● **Activity**:
A word-for-word copy of the entries is needed, and it should contain no images.

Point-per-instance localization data

Start of Block

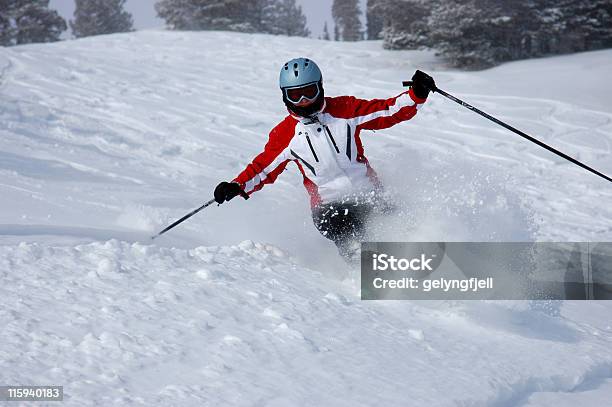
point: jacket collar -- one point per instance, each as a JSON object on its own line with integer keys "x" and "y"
{"x": 311, "y": 118}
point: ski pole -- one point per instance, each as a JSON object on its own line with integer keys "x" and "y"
{"x": 190, "y": 214}
{"x": 516, "y": 131}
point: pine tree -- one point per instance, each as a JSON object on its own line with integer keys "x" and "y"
{"x": 95, "y": 17}
{"x": 283, "y": 17}
{"x": 346, "y": 18}
{"x": 29, "y": 21}
{"x": 326, "y": 36}
{"x": 374, "y": 18}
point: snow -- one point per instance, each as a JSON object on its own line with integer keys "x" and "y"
{"x": 106, "y": 140}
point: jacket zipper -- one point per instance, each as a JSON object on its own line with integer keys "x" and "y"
{"x": 312, "y": 149}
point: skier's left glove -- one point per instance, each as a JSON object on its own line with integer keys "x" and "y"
{"x": 422, "y": 84}
{"x": 227, "y": 191}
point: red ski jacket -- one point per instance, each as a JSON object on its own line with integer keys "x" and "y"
{"x": 327, "y": 148}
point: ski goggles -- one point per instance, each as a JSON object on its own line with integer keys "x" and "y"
{"x": 310, "y": 92}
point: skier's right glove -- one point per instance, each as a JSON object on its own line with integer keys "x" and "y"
{"x": 422, "y": 84}
{"x": 226, "y": 191}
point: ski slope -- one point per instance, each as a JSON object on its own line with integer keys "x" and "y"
{"x": 105, "y": 140}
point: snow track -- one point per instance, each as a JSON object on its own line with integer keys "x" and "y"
{"x": 103, "y": 141}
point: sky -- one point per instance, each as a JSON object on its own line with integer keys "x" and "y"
{"x": 143, "y": 12}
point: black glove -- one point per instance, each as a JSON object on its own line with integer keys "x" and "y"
{"x": 226, "y": 191}
{"x": 422, "y": 84}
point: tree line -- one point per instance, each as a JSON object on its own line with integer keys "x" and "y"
{"x": 482, "y": 33}
{"x": 468, "y": 33}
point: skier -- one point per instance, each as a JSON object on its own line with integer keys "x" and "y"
{"x": 321, "y": 135}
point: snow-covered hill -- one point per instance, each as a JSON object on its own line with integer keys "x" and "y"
{"x": 106, "y": 140}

End of Block

● **Reply**:
point: jacket collar -- one point per instance, each as a JSON object on its own line with integer keys "x" and "y"
{"x": 311, "y": 118}
point: ski pole -- one point per instance, each as a JSON object on its own line with integer keys "x" and "y"
{"x": 190, "y": 214}
{"x": 516, "y": 131}
point: pine tree -- one point per instance, each as a JSON object on its own line with integer keys "x" and "y"
{"x": 95, "y": 17}
{"x": 283, "y": 17}
{"x": 346, "y": 18}
{"x": 29, "y": 21}
{"x": 326, "y": 36}
{"x": 374, "y": 18}
point: snow -- one point per instance, each as a JSON object on its own line with integer keys "x" and "y"
{"x": 106, "y": 140}
point: jacket zipper -- one point per instance, each as a JSON object on its own line with integer keys "x" and "y"
{"x": 312, "y": 149}
point: skier's left glove -- one point per instance, each as a JSON object on its own line with integer keys "x" and "y"
{"x": 422, "y": 84}
{"x": 227, "y": 191}
point: red ski jacket -- one point per instance, each as a JSON object on its own line with integer keys "x" and "y"
{"x": 327, "y": 148}
point: ski goggles -- one point per instance, each as a JSON object on its own line with integer keys "x" and "y"
{"x": 310, "y": 92}
point: skier's right glove -- one point per instance, each as a JSON object on its own line with integer keys "x" and "y"
{"x": 422, "y": 84}
{"x": 226, "y": 191}
point: ski slope -- one point per instance, each as a JSON object on its own line with integer keys "x" and "y"
{"x": 105, "y": 140}
point: snow track -- one point per instance, each as a JSON object on its own line with integer keys "x" and "y"
{"x": 103, "y": 141}
point: sky -- one point per instance, each as a JSON object on its own line with integer keys "x" and "y"
{"x": 143, "y": 12}
point: black glove -- one point per instance, each as a JSON object on its own line with integer keys "x" and "y"
{"x": 226, "y": 191}
{"x": 422, "y": 84}
point: tree line -- one point per instance, each as a JSON object on its own line with integer keys "x" and "y"
{"x": 482, "y": 33}
{"x": 468, "y": 33}
point: skier -- one point per instance, each as a JSON object on its own line with integer keys "x" and "y"
{"x": 321, "y": 135}
point: snow-covered hill -- one point per instance, each as a JSON object on its own line with integer keys "x" and "y"
{"x": 106, "y": 140}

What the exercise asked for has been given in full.